### Selected text
Pre-commit is a powerful tool for executing a range of hooks prior to making commits to your Git history. This is useful because it means you can automatically run a range of linting tools on your code across an array of languages to ensure your code is up-to-scratch before you make the commit.
Photo by Neil Shephard.
Pre-commit is written in Python but that isn’t a limitation as it will lint YAML, JSON, C, JavaScript, Go, Rust, TOML, Terraform, Jupyter Notebooks, and so on. The list of supported hooks is vast.
For those unfamiliar with version control and Git in particular this will likely all sound alien. If you are new to the world of version control and Git I can highly recommend the Git & Github through GitKraken Client - From Zero to Hero! course offered by the Research Software Engineering at the University of Sheffield and developed by Alumni Anna Krystalli.
In computing a “hook” refers to something that is run prior to or in response to a requested action. In the context of the current discussion we are talking about hooks that relate to actions undertaken in Git version control and specifically actions that are run before a “commit” is made.
When you have initialised a directory to be under Git version control the settings and configuration are stored in the
.git/
sub-directory. There is the .git/config
file for the repositories configuration but also the .git/hooks/
directory that is populated with a host of *.sample
files with various different names that give you an in-road into
what different hooks you might want to run. Its worth spending a little time reading through these if you haven’t done
so yet as they provide useful examples of how various hooks work.
Typically when writing code you should lint your code to ensure it conforms to agreed style guides and remove any “code smells” that may be lingering (code that violates design principles). It won’t guarantee that your code is perfect but its a good starting point to improving it. People who write a lot of code have good habits of doing these checks manually prior to making commits. Experienced coders will have configured their Integrated Development Environment (IDE) to apply many such “hooks” on saving a file they have been working on.

(Source data)

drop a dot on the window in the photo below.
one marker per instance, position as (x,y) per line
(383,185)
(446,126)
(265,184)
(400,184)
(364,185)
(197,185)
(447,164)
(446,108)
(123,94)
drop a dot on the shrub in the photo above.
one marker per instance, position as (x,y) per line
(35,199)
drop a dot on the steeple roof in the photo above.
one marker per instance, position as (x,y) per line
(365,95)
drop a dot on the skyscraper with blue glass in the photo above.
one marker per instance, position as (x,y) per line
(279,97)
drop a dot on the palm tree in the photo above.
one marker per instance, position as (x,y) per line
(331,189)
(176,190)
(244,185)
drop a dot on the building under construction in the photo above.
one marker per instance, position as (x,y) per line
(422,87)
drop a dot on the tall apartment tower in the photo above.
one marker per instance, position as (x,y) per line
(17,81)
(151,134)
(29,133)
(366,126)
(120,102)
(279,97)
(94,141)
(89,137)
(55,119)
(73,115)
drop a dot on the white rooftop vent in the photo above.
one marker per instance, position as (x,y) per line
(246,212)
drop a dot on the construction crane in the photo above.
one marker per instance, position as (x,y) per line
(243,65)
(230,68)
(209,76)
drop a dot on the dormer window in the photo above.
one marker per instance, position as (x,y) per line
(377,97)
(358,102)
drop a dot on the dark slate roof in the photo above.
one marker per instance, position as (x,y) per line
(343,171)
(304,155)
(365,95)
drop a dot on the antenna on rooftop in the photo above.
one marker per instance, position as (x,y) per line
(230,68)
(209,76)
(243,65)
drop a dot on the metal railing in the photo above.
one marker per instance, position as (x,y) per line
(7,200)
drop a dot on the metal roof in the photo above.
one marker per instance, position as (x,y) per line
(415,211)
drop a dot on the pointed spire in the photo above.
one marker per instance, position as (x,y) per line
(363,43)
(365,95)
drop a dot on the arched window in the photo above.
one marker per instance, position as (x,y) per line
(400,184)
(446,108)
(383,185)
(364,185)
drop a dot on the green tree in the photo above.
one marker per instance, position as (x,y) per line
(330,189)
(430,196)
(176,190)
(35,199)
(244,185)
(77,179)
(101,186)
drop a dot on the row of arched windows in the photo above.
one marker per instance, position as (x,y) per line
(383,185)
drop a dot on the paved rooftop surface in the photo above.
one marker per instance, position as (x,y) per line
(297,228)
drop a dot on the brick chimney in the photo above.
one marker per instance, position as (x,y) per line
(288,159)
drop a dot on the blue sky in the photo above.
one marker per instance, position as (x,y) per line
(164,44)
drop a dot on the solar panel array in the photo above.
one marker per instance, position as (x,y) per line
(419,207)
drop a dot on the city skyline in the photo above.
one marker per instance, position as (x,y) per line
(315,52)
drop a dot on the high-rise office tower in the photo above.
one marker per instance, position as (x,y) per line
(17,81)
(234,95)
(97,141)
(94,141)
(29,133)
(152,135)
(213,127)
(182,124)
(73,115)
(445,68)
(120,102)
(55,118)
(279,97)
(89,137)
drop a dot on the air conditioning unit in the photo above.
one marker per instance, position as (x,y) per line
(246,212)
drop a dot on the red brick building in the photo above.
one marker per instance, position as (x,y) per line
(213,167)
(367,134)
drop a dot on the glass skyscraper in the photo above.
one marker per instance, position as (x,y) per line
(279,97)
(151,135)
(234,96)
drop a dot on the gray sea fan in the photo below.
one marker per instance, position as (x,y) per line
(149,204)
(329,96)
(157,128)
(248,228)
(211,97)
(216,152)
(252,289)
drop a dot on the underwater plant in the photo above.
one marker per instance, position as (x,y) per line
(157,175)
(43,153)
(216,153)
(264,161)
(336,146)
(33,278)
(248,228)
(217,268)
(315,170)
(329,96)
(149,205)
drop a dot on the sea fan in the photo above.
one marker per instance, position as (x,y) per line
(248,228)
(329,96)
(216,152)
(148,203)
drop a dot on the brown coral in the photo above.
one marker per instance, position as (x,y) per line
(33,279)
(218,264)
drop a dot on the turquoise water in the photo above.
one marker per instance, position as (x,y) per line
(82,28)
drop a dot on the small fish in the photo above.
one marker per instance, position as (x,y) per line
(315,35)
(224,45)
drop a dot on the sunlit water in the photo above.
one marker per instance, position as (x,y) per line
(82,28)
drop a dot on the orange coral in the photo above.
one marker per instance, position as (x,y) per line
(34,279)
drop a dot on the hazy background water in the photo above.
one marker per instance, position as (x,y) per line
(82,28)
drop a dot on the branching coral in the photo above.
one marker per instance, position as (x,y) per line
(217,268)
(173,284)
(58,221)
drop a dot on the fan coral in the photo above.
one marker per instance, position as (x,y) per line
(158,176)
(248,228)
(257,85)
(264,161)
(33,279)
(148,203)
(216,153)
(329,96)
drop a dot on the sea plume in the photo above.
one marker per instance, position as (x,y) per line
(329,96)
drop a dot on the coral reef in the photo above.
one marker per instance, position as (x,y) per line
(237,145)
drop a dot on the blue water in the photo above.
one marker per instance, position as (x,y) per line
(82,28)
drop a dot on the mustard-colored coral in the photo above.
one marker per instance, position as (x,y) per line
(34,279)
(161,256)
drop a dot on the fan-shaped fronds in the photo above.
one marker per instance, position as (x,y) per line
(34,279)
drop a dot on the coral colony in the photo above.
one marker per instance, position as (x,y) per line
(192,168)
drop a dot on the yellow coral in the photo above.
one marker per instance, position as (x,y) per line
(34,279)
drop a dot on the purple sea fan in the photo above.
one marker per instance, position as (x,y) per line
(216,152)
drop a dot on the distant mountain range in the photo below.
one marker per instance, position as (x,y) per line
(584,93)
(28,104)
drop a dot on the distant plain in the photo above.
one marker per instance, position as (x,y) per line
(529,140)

### Goals
**1.** In the text on pre-commit, where does Git store the settings and configuration for a directory that has been initialized under version control?
**2.** Carry on the text on pre-commit from its final sentence.

### Response list
**1.** In the .git/ sub-directory.

**2.**
At regular points in your workflow you save your work and check it into Git by making a commit and that is
where pre-commit
comes in to play because it will run all the hooks it has been configured to run against the files
you are including in your commit. If any of the hooks fail then your commit is not made. In some cases pre-commit
will automatically correct the errors (e.g. removing trailing white-space; applying
black formatting if configured) but in others you have to correct them yourself before a
commit can be successfully made.
Initially this can be jarring, but it saves you, and more importantly those who you are asking to review your code, time and effort. Your code meets the required style and is a little bit cleaner before being sent out for review. Long term linting your code is beneficial (see Linting - What is all the fluff about?).
Pre-commit is written in Python and so you will need Python installed on your system in order to use it. Aside from that there is little else extra that is required to be manually installed as pre-commit installs virtual environments specific for each enabled hook.
Most systems provide pre-commit
in their package management system but typically you should install pre-commit
within your virtual environment or under your user account.
pip install pre-commit
conda install -c conda-forge pre-commit
If you are working on a Python project then you should include pre-commit
as a requirement (either in
requirements-dev.txt
) or under the dev
section of [options.extras_require]
in your setup.cfg
as shown below.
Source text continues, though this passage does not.